1) Ciao Fix, come giudichi queste prima meta' stagione in maglia Gators?

E' stata esattamente come me l'aspettavo. Ho trovato un bel gruppo, già molto ben amalgamato ma disposto ad accogliere i nuovi arrivi a braccia aperte. Anche la preparazione all’inizio di questa stagione mi ha soddisfatto molto avendo alternato un duro (anzi alle volte durissimo) lavoro fisico col preparatore Millo all’attività cestistica. Diciamo quindi che questi primi mesi a Cavallermaggiore mi hanno pienamente soddisfatto e sono stati l’inizio ideale della mia strada per diventare a tutti gli effetti un Gator.
2) Cosa ti ha spinto, in gioventu’, a lasciare il calcio per il basket?
Lasciai il calcio a 12 anni per dedicarmi agonisticamente al basket che gia praticavo al campetto con gli amici e seguivo molto in tv. Le ragioni in realtà furono molteplici. Infatti quando smisi di giocare a calcio lo feci a metà della seconda media dopo essermi trasferito all’inizio dell’anno in una nuova società dopo molti anni alla Saviglianese. L’ambiente però non mi entusiasmava e lo spazio per me era molto poco. Così una sera, durante una cena, chiacchierando, il padre di un mio amico molto caro mi domandò se data la mia grande passione per il basket non sarebbe stato il caso di fare un tentativo seriamente con una nuova avventura in un nuovo sport. E così feci. La settimana successiva mi presentai ad un allenamento dell’amatori basket Savigliano presieduto da due nostre conoscenze Alberto Tortone e il nostro Daniele “Scott” Scotta. I primi tempi fu davvero durissima però grazie a un po’ di buona volontà e a dei compagni splendidi, che mi hanno sempre affiancato dal primo giorno ad oggi, a gennaio diventeranno 10 gli anni da me dedicati a questo grande sport.

## Dati registrati
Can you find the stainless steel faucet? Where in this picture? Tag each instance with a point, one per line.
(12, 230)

## Cosa fare
**A.** Elenca tutte le persone che l'intervista sul basket chiama per nome o soprannome.
**B.** Prosegui l'intervista sul basket a partire dall'ultima frase riportata.

## Risposte attese
**A.**
- Fix
- Millo
- Alberto Tortone
- Daniele “Scott” Scotta

**B.**
3) Quali sono i tuoi obiettivi per questa stagione?
Venendo da una brutta e sfortunata stagione i miei obiettivi personali sono sicuramente quelli di migliorarmi e di trovare il più possibile una continuità di rendimento. Inoltre dopo un paio di magnifici anni passati militando in una squadra composta totalmente da miei coetanei o ragazzi più giovani, il mio proposito per quest’anno è anche quello di carpire il più possibile, sia a livello tecnico che mentale, da compagni più esperti di me. A questi si aggiungono quelli che sono gli obiettivi collettivi di una stagione disputata al meglio sempre attenti alle priorità di quello che è un gruppo molto affiatato.
4) Cosa pensi di questa idea della federazione di concedere l’utilizzo dei numeri superiori al 20? Che numero hai scelto per questa stagione? C’e’ un motivo?
Sinceramente la trovo un’idea corretta che avrei già adottato da diverso tempo. Il numero che ho scelto è il 21. I motivi che invece mi hanno spinto a questa decisione sono di natura sentimentale, avendo un bellissimo rapporto con la mia ragazza ho deciso di portare in campo con me un simbolo che me la ricordasse. Tutto qui.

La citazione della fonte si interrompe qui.